BEGIN RECORD EXTRACTS

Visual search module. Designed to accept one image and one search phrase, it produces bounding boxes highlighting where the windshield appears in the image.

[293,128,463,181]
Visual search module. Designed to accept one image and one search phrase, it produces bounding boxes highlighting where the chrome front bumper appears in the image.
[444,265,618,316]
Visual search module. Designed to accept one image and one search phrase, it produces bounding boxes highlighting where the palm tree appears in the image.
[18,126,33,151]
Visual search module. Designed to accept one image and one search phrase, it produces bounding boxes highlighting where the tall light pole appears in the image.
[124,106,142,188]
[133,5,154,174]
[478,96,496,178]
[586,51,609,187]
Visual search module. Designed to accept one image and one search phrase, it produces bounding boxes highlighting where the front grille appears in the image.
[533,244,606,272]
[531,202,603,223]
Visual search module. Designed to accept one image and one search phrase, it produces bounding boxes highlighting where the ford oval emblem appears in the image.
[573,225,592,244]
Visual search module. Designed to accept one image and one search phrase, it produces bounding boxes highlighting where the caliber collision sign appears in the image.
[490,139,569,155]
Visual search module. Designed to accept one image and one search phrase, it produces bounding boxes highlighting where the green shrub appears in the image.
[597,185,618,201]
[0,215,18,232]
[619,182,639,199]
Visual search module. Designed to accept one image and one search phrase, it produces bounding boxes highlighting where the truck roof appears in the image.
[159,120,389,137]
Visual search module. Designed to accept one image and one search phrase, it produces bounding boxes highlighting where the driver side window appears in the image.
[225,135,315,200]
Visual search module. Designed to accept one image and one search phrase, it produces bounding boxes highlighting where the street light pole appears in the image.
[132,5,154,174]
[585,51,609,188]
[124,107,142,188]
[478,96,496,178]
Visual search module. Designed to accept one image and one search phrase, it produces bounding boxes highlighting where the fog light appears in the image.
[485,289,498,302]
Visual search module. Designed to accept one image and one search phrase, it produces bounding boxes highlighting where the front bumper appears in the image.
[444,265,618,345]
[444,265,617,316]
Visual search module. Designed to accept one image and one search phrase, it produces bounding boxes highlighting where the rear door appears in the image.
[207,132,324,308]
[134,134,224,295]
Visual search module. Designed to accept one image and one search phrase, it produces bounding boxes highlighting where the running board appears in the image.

END RECORD EXTRACTS

Repeat each of the entries exactly.

Visual search module. Designed to accept one image and one search phrase, it produces bounding boxes highlighting where the windshield appears in the image.

[293,128,463,181]
Visual search module. Designed to accept one image and one search phrase, it produces bounding boxes highlighting where the chrome front bumper appears in the image.
[444,265,618,316]
Visual search module. Designed to accept one image and one search phrase, it produces bounding boxes highlighting where the palm tree appears in the image.
[18,126,33,151]
Visual search module. Designed to accept one image and one search phrase, it produces bounding boxes highlighting where the tall light pole appears in the image.
[124,106,142,188]
[133,5,154,174]
[478,96,496,178]
[586,51,609,187]
Visual search module. Designed to accept one image and one search phrase, it produces bounding boxes highlighting where the front grille appears in the image.
[533,244,606,272]
[531,202,603,223]
Visual search module. Designed to accept one image and one search phrase, it produces bounding boxes highlighting where the ford oval emblem appears in the image.
[573,225,592,244]
Visual search module. Designed to accept one image and one search phrase, it produces bounding boxes highlighting where the caliber collision sign appears in the image.
[490,139,569,155]
Visual search module. Designed to accept one image and one search phrase, it produces bounding boxes highlighting where the green shrub appears in the image.
[597,185,618,201]
[0,215,18,232]
[619,182,639,199]
Visual search module. Designed to accept one image and one search phrase, it produces bounding boxes highlighting where the truck roof appears in the image.
[159,120,389,137]
Visual search module. Designed to accept one image and one search phrase, it produces bounding boxes highlighting where the driver side window appears in the image.
[225,135,315,200]
Visual search module. Designed to accept one image and one search phrase, it produces bounding boxes highlighting where the street light pole appears in the image.
[132,5,154,174]
[585,51,609,188]
[124,107,142,188]
[478,96,496,178]
Visual search module. Designed to accept one image and one search phrase, it produces bounding boxes highlighting where the fog light appears in the image.
[485,289,498,302]
Visual search module. Designed to accept one image and one search phrase, it produces bounding boxes highlighting where the front bumper appears in the image.
[444,265,618,345]
[444,265,617,316]
Visual search module. Designed to accept one image and one search phrase, it produces bounding boxes highlighting where the rear door appears in the image.
[207,132,324,308]
[134,134,224,295]
Visual search module. Designed to accept one image and one search phrase, it produces bounding boxes highlighting where the running board appears in the image.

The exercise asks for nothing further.